-- Quoted passage --
For the past 20+ years, Mike has also worked to restore his own land — about 150 acres — near Elk River. He has been slowly and methodically transforming pastured land to oak savanna, tilled land to prairie, and ditches to wetlands.
“I still have lots more to do,” he says, “but I’m happy that this land is protected forever for future generations.”
2017 Jon and Lori Peterson Family
Jon and Lori Peterson wake each day before sunrise to go about their work, tending to the needs of their organic farm. There’s milking to do and livestock to care for, fencing to repair and pastures to tend.
Every day is a bit different but one thing is constant, they’re committed to being farmers and good land stewards. And in doing so, they are showing others that you can indeed accomplish both.
The Peterson family conservation easements total 740 acres. “We hope that our work with the Minnesota Land Trust will inspire other farmers in the area,” says Jon.
2016 Gordon Bailey
As third generation patriarch of Bailey Nurseries, Gordon Bailey has spent his entire life thinking about plants. Along the way, Gordon nurtured the idea that native plants would improve wildlife habitat at the retreat he and his wife Jo purchased several years ago in Dodge County.

-- Task list --
1) In the land conservation profiles, list each change Mike has been making to his land, naming what each type of land is being turned into.
2) Translate this sentence from the land conservation profiles into Spanish: "The Peterson family conservation easements total 740 acres."

-- Extracted records --

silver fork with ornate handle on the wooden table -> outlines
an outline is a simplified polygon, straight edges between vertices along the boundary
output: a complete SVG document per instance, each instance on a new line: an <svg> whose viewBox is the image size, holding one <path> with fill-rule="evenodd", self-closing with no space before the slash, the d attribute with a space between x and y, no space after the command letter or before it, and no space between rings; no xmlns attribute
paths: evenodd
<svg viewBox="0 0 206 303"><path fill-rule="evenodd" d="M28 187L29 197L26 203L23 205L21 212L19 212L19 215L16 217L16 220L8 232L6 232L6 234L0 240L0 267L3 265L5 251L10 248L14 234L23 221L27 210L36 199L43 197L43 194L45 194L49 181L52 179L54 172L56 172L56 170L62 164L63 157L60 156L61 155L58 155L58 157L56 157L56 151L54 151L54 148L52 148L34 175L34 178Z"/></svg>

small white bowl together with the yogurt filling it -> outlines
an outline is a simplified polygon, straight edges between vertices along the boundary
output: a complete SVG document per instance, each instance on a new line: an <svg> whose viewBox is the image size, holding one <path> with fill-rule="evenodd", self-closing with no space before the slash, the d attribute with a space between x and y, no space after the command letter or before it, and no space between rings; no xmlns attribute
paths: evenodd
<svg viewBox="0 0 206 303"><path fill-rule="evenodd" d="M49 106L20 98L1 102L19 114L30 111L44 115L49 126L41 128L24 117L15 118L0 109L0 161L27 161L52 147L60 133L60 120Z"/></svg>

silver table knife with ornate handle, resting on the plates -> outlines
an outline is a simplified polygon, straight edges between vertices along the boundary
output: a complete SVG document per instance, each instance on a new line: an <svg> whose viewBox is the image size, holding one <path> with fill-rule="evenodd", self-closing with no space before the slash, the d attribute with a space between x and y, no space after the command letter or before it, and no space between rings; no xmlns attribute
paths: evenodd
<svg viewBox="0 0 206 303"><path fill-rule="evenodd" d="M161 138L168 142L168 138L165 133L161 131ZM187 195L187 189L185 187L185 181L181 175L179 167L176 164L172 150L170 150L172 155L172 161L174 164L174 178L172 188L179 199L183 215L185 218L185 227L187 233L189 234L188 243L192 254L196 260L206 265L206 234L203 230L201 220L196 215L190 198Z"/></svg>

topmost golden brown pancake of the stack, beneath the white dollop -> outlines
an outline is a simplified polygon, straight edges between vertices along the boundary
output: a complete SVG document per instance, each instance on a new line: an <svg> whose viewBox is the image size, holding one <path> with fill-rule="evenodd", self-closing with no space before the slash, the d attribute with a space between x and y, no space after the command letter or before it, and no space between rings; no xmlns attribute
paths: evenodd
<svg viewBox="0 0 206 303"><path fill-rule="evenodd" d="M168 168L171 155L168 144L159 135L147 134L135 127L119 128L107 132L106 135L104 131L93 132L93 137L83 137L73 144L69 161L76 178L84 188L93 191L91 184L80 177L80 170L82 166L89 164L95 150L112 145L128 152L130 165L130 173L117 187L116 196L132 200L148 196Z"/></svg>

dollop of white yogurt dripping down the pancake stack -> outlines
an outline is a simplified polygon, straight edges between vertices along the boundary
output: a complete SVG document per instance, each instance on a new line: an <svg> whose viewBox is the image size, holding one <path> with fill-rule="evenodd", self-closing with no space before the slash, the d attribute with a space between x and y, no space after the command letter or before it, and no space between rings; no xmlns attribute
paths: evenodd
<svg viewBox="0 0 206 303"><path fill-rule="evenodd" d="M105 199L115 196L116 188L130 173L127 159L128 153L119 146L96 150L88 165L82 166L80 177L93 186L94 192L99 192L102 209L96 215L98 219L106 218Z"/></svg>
...
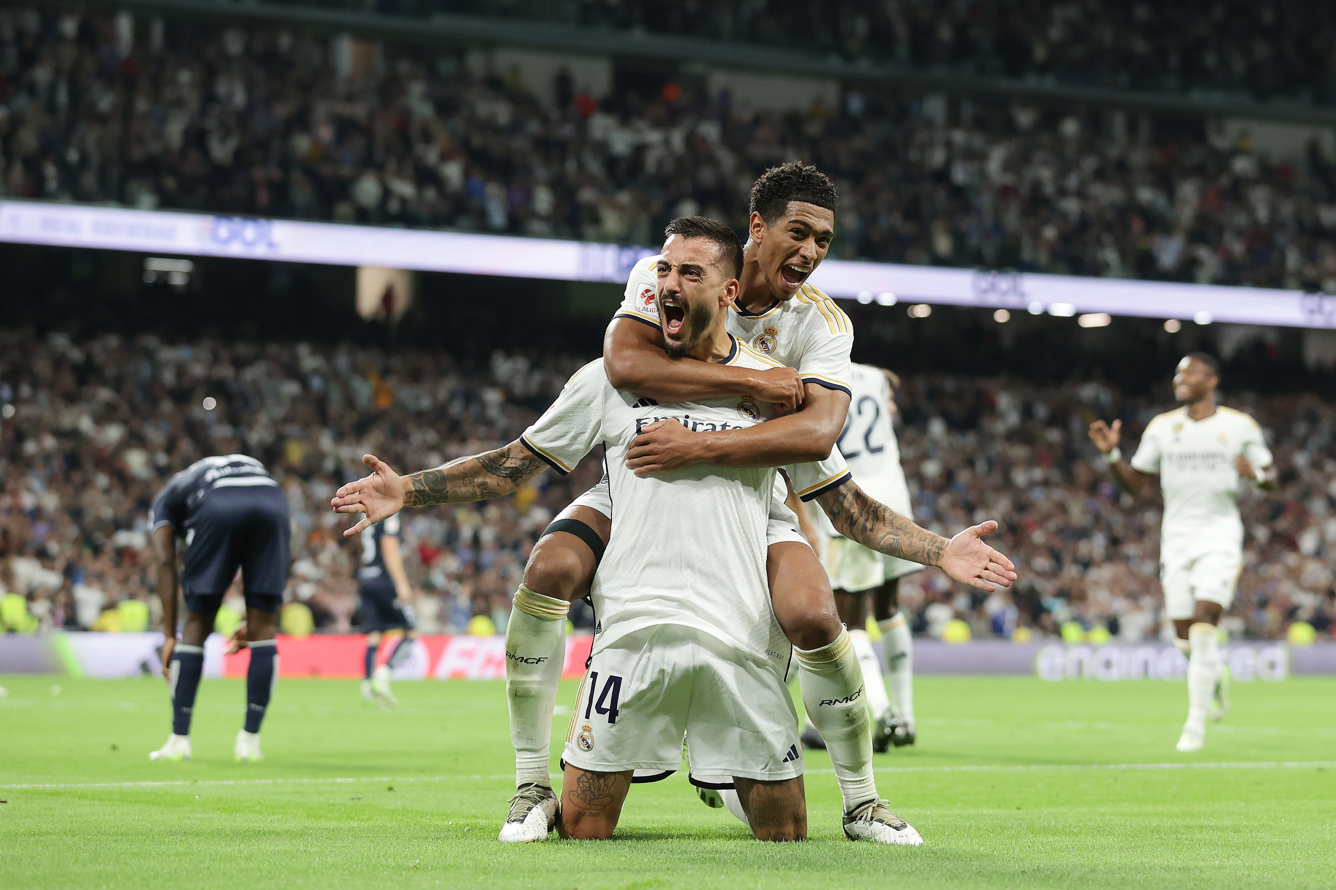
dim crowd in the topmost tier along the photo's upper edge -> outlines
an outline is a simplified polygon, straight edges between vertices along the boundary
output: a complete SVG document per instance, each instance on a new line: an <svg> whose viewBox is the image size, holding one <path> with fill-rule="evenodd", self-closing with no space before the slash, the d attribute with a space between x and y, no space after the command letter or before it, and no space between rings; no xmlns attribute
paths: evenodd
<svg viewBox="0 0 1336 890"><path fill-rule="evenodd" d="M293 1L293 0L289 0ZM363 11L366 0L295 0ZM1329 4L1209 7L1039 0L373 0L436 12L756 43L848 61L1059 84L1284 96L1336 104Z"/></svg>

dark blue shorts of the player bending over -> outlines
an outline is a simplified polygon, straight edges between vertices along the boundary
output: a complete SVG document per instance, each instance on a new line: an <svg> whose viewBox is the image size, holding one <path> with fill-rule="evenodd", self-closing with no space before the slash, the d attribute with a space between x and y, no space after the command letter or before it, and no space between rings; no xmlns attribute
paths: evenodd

-- Answers to the tasks --
1)
- Pastured land to oak savanna
- Tilled land to prairie
- Ditches to wetlands

2) Las servidumbres de conservación de la familia Peterson suman un total de 740 acres.